# AUSGANGSTEXT:
★ ★ ★
7. Ist den Grünen bewusst, dass Sätze wie „Wenn sich schon nach der Geburt zweifelsfrei ergeben hat, dass das Kind weder dem weiblichen noch dem männlichen Geschlecht zugeordnet werden kann“ deswwegen problematisch sind, da die Zuordnung selbst auf Gender-Deutung basiert (der Idee, ab wann ein Körpermerkmal nicht mehr der Norm entspricht), anstatt auf biologischen Tatsachen?

In der Tat ist die Formulierung problematisch. Die Frage bezieht sich allerdings auf die Verwaltungsvorschrift zum Personenstandsgesetz (VwV-PStG), die diese Formulierung benutzt.

8. Ist den Grünen klar, dass bereit eine deutliche Kritik (bereits zum CEDAW-Bericht 2008) an identitären Geschlechterkonzepten - dem biologistischen Einteilen von Menschen in Gender-Schubladen wie „Mann“ und „Frau“ (bezogen auf den Gender-Teil), aber auch „Intermensch“, „Transmensch“, etc. - formuliert wurde?

Ja.

9. Ist der Bundestagsfraktion der Grünen bewusst, dass die Schriftreihe der ADS nicht den Erfahrungen der transsexuellen, transidenten und intersexuellen Menschen in Deutschland entspricht, sondern nur einer kleinen, aber lauten nicht-repräsentativen Lobbygruppe? Wissen Sie, dass das "Themenjahr" der ADS in seiner Umsetzung bei vielen von geschlechtlichen Normen abweichenden Menschen für ziemlich schlechte Laune gesorgt hat und die ADS von einigen bereits Diskriminierungsstelle genannt wird?

Wir nehmen diese Information zur Kenntnis, teilen aber die Kritik bezüglich der Arbeit der „nicht-repräsentativen Lobbygruppe“ und der Antidiskriminierungsstelle des Bundes nicht.
★ ★ ★
Gespeicherte Dateneinträge
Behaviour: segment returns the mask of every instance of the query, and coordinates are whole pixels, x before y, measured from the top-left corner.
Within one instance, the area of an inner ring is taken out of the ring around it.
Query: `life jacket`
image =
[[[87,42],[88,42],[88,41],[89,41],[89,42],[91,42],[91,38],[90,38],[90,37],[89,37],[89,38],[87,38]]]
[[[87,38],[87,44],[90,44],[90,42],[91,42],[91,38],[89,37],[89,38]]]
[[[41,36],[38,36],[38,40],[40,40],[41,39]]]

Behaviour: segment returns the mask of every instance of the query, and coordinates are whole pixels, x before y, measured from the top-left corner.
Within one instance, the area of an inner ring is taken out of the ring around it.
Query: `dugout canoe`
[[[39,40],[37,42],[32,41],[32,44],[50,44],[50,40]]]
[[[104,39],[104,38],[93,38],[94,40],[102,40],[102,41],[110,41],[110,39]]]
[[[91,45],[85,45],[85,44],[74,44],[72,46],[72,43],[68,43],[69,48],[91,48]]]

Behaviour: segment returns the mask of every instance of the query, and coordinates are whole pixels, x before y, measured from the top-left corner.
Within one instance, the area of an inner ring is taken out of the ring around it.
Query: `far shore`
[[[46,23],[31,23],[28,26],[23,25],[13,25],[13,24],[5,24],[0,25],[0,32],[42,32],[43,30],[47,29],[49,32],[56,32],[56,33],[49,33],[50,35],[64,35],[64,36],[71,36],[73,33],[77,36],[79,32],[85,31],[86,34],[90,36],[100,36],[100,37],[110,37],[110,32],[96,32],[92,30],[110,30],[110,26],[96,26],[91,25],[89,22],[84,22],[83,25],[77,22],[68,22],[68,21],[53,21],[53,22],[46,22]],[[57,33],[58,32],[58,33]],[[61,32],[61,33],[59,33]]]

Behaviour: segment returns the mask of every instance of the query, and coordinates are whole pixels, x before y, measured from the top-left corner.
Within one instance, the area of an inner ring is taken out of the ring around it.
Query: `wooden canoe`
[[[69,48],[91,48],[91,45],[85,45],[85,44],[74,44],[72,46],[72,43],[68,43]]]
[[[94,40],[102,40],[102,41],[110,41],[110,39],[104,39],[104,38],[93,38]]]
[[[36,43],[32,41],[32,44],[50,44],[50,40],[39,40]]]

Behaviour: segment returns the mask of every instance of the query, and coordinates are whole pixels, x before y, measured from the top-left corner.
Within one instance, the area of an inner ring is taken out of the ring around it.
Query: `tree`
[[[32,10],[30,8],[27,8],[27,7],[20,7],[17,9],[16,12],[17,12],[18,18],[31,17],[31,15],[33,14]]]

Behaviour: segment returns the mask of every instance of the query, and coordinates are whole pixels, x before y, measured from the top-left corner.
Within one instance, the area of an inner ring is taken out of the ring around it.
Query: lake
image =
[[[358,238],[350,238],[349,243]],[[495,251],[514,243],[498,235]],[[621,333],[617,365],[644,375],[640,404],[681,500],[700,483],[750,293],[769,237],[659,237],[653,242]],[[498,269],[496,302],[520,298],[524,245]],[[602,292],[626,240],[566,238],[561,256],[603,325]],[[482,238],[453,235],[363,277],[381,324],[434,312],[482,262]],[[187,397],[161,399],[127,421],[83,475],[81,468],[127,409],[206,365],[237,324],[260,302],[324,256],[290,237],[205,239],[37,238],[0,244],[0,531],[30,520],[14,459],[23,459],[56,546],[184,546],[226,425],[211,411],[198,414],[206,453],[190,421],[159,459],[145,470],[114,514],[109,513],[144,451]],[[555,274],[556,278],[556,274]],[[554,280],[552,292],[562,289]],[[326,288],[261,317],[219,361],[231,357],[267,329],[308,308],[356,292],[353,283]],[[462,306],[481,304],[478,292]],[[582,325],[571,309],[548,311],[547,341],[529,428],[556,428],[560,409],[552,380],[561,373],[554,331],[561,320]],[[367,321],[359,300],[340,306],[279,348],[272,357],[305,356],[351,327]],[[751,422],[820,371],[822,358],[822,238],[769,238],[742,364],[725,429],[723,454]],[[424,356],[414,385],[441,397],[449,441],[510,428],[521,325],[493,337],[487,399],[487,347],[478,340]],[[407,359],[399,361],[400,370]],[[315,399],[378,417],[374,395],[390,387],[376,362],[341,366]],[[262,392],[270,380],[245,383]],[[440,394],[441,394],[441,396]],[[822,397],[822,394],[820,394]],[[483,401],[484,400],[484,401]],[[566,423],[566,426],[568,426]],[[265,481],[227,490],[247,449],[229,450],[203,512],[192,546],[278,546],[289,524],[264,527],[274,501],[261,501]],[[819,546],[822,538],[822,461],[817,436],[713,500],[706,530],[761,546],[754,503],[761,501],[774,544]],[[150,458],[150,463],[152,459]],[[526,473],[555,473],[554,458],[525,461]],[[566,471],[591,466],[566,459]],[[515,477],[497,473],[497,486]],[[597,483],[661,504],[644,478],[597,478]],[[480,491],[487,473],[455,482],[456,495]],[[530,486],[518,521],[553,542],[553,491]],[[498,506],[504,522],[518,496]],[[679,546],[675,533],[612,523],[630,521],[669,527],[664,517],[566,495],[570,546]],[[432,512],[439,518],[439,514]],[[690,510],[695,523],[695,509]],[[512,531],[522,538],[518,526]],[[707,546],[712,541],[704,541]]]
★ ★ ★
# AUFGABE:
Kopiere den Abschnitt des Ausgangstexts zwischen „7. Ist den Grünen“ und „diese Formulierung benutzt.“, beide Stellen eingeschlossen.

# LÖSUNG:
7. Ist den Grünen bewusst, dass Sätze wie „Wenn sich schon nach der Geburt zweifelsfrei ergeben hat, dass das Kind weder dem weiblichen noch dem männlichen Geschlecht zugeordnet werden kann“ deswwegen problematisch sind, da die Zuordnung selbst auf Gender-Deutung basiert (der Idee, ab wann ein Körpermerkmal nicht mehr der Norm entspricht), anstatt auf biologischen Tatsachen?

In der Tat ist die Formulierung problematisch. Die Frage bezieht sich allerdings auf die Verwaltungsvorschrift zum Personenstandsgesetz (VwV-PStG), die diese Formulierung benutzt.